- Description of the task: Set down every record once more, exactly as given.
====== Supplied entries ======
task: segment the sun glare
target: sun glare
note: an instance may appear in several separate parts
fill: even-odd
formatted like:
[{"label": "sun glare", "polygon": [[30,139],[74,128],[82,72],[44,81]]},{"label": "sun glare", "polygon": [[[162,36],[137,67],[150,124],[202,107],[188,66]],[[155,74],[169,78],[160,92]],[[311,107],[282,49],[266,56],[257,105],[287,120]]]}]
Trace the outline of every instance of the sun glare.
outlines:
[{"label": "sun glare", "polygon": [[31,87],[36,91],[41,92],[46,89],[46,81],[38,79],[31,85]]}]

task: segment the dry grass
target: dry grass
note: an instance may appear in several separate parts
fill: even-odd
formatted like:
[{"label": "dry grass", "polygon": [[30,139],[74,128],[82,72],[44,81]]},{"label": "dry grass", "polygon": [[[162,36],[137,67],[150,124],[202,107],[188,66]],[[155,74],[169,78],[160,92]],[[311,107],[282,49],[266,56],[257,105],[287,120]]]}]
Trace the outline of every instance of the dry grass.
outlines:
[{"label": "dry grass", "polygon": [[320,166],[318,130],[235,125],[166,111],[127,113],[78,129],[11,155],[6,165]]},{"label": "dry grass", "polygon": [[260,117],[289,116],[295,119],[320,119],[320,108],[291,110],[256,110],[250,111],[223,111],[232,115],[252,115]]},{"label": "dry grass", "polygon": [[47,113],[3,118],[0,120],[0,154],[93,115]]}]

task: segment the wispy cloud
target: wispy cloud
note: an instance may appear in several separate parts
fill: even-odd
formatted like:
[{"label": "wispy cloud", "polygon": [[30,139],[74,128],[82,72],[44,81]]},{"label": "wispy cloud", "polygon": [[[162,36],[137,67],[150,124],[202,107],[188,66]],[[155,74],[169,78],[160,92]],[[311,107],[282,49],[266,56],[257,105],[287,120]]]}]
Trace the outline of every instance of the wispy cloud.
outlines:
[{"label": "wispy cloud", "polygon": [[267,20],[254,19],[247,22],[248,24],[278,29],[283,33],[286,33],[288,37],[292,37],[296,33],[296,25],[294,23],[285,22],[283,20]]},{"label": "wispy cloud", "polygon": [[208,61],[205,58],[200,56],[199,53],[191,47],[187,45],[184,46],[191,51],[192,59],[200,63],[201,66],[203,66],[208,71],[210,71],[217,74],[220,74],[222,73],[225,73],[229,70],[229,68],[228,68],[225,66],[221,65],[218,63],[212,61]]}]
======
- Response below:
task: segment the sun glare
target: sun glare
note: an instance may appear in several separate parts
fill: even-odd
formatted like:
[{"label": "sun glare", "polygon": [[30,139],[74,128],[82,72],[44,81]]},{"label": "sun glare", "polygon": [[[162,36],[137,67],[150,124],[202,107],[188,66]],[[155,74],[169,78],[160,92]],[[311,107],[282,49],[266,56],[257,105],[287,120]]]}]
Trace the outline of every instance of the sun glare.
outlines:
[{"label": "sun glare", "polygon": [[31,87],[36,91],[41,92],[46,89],[46,81],[38,79],[31,85]]}]

task: segment the dry grass
target: dry grass
note: an instance may appear in several separate parts
fill: even-odd
formatted like:
[{"label": "dry grass", "polygon": [[30,139],[74,128],[82,72],[44,81]]},{"label": "dry grass", "polygon": [[[162,36],[137,67],[150,124],[202,107],[188,66]],[[155,74],[169,78],[160,92]],[[311,107],[282,49],[266,56],[257,105],[287,120]]]}]
Trace the outline of every instance of the dry grass.
outlines:
[{"label": "dry grass", "polygon": [[320,166],[318,130],[235,125],[166,111],[127,113],[78,129],[11,155],[6,165]]},{"label": "dry grass", "polygon": [[260,117],[289,116],[295,119],[320,119],[320,108],[291,110],[256,110],[250,111],[223,111],[232,115],[252,115]]},{"label": "dry grass", "polygon": [[47,113],[3,118],[0,120],[0,154],[93,115]]}]

task: segment the wispy cloud
target: wispy cloud
note: an instance may appear in several separate parts
fill: even-odd
formatted like:
[{"label": "wispy cloud", "polygon": [[30,139],[74,128],[82,72],[44,81]]},{"label": "wispy cloud", "polygon": [[[162,36],[137,67],[150,124],[202,107],[188,66]],[[155,74],[169,78],[160,92]],[[311,107],[282,49],[266,56],[257,105],[287,120]]]}]
Trace the outline of every instance of the wispy cloud.
outlines:
[{"label": "wispy cloud", "polygon": [[267,20],[254,19],[247,22],[248,24],[278,29],[283,33],[286,33],[288,37],[292,37],[296,33],[296,25],[294,23],[285,22],[283,20]]},{"label": "wispy cloud", "polygon": [[208,61],[205,58],[200,56],[199,53],[191,47],[187,45],[184,46],[191,51],[192,59],[200,63],[201,66],[203,66],[208,71],[210,71],[217,74],[220,74],[222,73],[225,73],[229,70],[229,68],[228,68],[225,66],[221,65],[218,63],[212,61]]}]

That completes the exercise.